Our judges for the Yo Momma smackdown are Jamie Kennedy and sportscaster Rich Eisen. Bill Bellamy is sporting a clip-on bow-tie. We begin with a "speed round" in which only four comics will advance? Alrighty, Louis Ramey vs. Jeff Dye. One minute for each comic to get in as many jokes as possible. They make it look as though Ramey scores early, Dye hits back late. But before judging, it's on to God's Pottery vs. Ron G. Oh boy. God's Pottery is going to be up for this challenge with the anti-Yo Momma jokes strategy, playing into their "Christian" ethic. They have Ron G off his guard. The look on his face is precious. Even his eyes are sighing. Marcus vs. Adam Hunter. Jim Tavare vs. Iliza Shlesinger. Paul Foot vs. Papa CJ. Esther Ku vs. Sean Cullen. They show Eisen really enjoying Cullen's joke of how Korean Ku's mom is, describing her body as both North and South Korea. The judging: Kennedy is claiming a few comics were telling really old Yo Momma jokes. Your four finalists in the challenge? First a commercial.
And another installment of Last Comic Driving, with Brit Lady Fearne Cotton "driving" contestant Stevie D. (btw, if you saw the repeat earlier this evening, they completely cut Brit Lady out of the picture for time, so boo, and oh, yeah, Stevie D. made some jokey jokes about long hair, but couldn't really hold my attention, did he hold yours?)
Grandma Lee from season 2 has the #7 joke? If it was so good, how come she didn't make it into the house, producers?
Your finalists in this challenge will be: Adam Hunter, God's Pottery, Jim Tavare and Sean Cullen. Oooh. This round is "you're such a hack" jokes! Hunter says fighting God's Pottery is like fighting Borat, and Borat, er, God's Pottery makes it to the finals. Cullen vs. Tavare. Tavare references Carrot Top! So it's God's Pottery vs. Tavare in the Main Event.
#6 "all-time best" features Doug Benson's joke about being "inconvenienced" on his way to a convenience store by a guy asking if Benson was going to Hell. Yay!
The Main Event is anything goes, but make it funny. Will God's Pottery succumb to temptation? What do you think. The winner of immunity is Jim Tavare.
Back at the house, Tavare makes dinner and Foot runs around like he's Rowan Atkinson, and he might look like the Mr. Bean man, but he's just not the same. Plus acting like Bean isn't going to win you any friends in this house. We get a peek at a graveyard set where the comedians will make their showdown nominations.
And we're back to Ku's laughter, suggesting she'll come up for votes. Marcus does a Christopher Walken impersonation to describe Ku's laugh "as a tsunami of pure evil." Well, the fog machine at the cemetery is working, and Iliza can hear them playing a "Thriller" medley because she's the only one doing the dance. Bellamy brings up how comedians "kill" and "die" onstage, "so we thought it would be a great idea" to hold elimination votes in a cemetery! Get it? Three people get voted into a live audience showdown, and the audience picks the winner, leaving the other two comedians to hit the road.
#5 on the "all-time best" LCS joke list goes to Roz from season 4, who has a retort when her boss asks her why she's always late to work: "Because it makes the day go quicker!" Oh, that Roz. She has issues!

**The tasks**
**A)** Transcribe part of the comedy competition recap above word for word. Begin at the words "Your finalists in" and stop after "is Jim Tavare.".
**B)** According to the comedy competition recap, who were the judges for the Yo Momma smackdown?
**C)** Take the comedy competition recap further, picking up after its last sentence.

**Material**
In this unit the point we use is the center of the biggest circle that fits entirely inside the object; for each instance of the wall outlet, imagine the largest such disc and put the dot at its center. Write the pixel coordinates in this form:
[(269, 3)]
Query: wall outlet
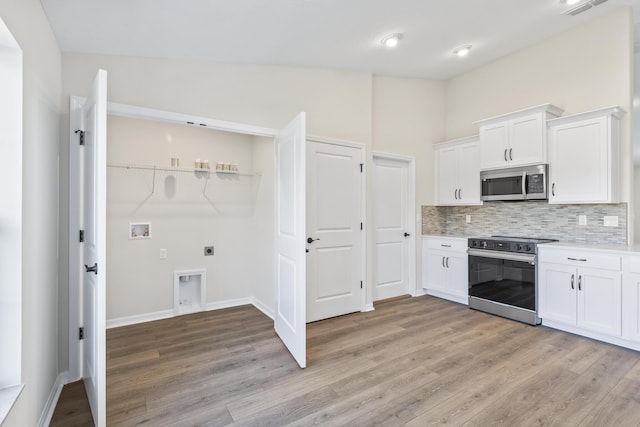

**Responses for each task**
**A)**
Your finalists in this challenge will be: Adam Hunter, God's Pottery, Jim Tavare and Sean Cullen. Oooh. This round is "you're such a hack" jokes! Hunter says fighting God's Pottery is like fighting Borat, and Borat, er, God's Pottery makes it to the finals. Cullen vs. Tavare. Tavare references Carrot Top! So it's God's Pottery vs. Tavare in the Main Event.
#6 "all-time best" features Doug Benson's joke about being "inconvenienced" on his way to a convenience store by a guy asking if Benson was going to Hell. Yay!
The Main Event is anything goes, but make it funny. Will God's Pottery succumb to temptation? What do you think. The winner of immunity is Jim Tavare.

**B)** Jamie Kennedy and sportscaster Rich Eisen.

**C)**
The votes pile up for Ku! So she gets to pick her two opponents. Ku picks God's Pottery and Iliza Shlesinger. Ramey is shocked! Shocked! Rut-RO! We could have both of the ladies going home in the first episode...really...Ku says she didn't like how Shlesinger went after her laugh. And in the tease, we see that Ku's set is the one I had on my site two months earlier, and that the winner of this three-way (er, make that three-act, four-way) got 68 percent of the vote.
Dwayne Perkins from season 5 gets #4 on the "all-time best" LCS joke parade. Wait. He didn't make it in the house either? What gives, producers! Are you trying to make up for past transgressions here or something? Lavell Crawford, runner-up on season 5, jokes about being fat and breathing hard, and that gets him the third "all-time best" LCS joke.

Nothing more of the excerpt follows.